All of the data must be printed exactly; please include every line.

[[ Input for this task open ]]

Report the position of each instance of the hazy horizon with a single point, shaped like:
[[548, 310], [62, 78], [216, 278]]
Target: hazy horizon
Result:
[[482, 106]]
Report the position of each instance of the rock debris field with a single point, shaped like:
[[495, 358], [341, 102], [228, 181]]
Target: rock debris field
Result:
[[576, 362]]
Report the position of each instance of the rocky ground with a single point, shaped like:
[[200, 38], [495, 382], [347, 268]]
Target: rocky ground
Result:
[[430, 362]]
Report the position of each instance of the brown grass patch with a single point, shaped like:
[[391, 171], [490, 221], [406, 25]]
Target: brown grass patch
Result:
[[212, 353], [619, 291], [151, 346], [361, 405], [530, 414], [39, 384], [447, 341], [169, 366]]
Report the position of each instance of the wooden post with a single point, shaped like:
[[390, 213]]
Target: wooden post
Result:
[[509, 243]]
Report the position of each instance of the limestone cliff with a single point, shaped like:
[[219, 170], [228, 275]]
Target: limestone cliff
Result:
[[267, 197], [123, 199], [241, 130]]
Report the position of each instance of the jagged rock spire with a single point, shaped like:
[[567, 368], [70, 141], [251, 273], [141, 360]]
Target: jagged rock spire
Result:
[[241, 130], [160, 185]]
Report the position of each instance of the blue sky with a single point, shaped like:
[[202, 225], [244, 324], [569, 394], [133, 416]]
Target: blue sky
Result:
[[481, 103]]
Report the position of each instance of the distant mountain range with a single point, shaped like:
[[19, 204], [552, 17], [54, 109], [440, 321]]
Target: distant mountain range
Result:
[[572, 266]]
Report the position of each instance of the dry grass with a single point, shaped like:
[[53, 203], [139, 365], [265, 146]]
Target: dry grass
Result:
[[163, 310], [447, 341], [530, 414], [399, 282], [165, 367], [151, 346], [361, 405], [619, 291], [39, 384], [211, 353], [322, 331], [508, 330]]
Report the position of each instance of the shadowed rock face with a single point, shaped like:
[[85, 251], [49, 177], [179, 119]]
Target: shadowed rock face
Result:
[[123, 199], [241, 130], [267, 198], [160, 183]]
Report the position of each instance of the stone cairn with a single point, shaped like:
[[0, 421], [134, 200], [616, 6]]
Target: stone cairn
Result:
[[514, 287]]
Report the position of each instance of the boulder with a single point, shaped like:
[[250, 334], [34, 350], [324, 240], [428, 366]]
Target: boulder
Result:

[[ Input for this task closed ]]

* **Answer to this problem**:
Report the position of each instance of the hazy horizon with a single point, shaped like:
[[548, 310], [62, 78], [216, 278]]
Target: hazy horizon
Result:
[[482, 106]]
Report the position of each instance of the rock debris field with a single point, shaped like:
[[495, 358], [341, 102], [228, 181]]
Target: rock debris field
Result:
[[576, 362]]
Report the position of each instance of the rocky ground with a single point, shaped like:
[[200, 38], [495, 382], [347, 268]]
Target: rocky ground
Result:
[[430, 362]]
Report the position of each instance of the brown grass patch with a single point, shaped like:
[[391, 171], [490, 221], [406, 25]]
Target: brown grass patch
Result:
[[212, 353], [619, 291], [151, 346], [361, 405], [530, 414], [39, 384], [447, 341], [169, 366]]
Report the position of each instance of the wooden post with a single point, shaped like:
[[390, 213]]
Target: wooden post
Result:
[[509, 243]]
Report the position of each instance of the limestone cliff with a single point, shaped like:
[[219, 170], [228, 275]]
Target: limestone cliff
Result:
[[267, 197], [123, 199], [241, 130]]
Report the position of each instance of the jagged rock spire with a single point, shaped like:
[[567, 368], [70, 141], [251, 273], [141, 360]]
Target: jagged rock spire
Result:
[[241, 130], [160, 185]]
Report the position of each instance of the blue sky with a single point, shaped like:
[[202, 225], [244, 324], [569, 394], [133, 416]]
Target: blue sky
Result:
[[481, 103]]
Report the position of each instance of the distant mountain range with a single point, shaped like:
[[19, 204], [552, 17], [54, 109], [440, 321]]
Target: distant mountain range
Result:
[[572, 266]]
Report the position of each instance of the dry grass with a single point, shaped like:
[[53, 203], [139, 365], [265, 146]]
Target: dry grass
Result:
[[163, 310], [447, 341], [530, 414], [399, 282], [165, 367], [151, 346], [361, 405], [619, 291], [39, 384], [211, 353], [322, 331], [508, 330]]
Report the position of each instance of the shadowed rock face with a single point, shaped like:
[[85, 251], [49, 177], [179, 119]]
Target: shadowed rock face
Result:
[[123, 199], [241, 130], [267, 198], [160, 183]]
Report the position of each instance of the stone cairn with a single point, shaped like:
[[0, 421], [134, 200], [616, 6]]
Target: stone cairn
Result:
[[514, 287]]
Report the position of each instance of the boulder with a single point, shaped like:
[[250, 334], [34, 350], [324, 240], [428, 366]]
Target: boulder
Result:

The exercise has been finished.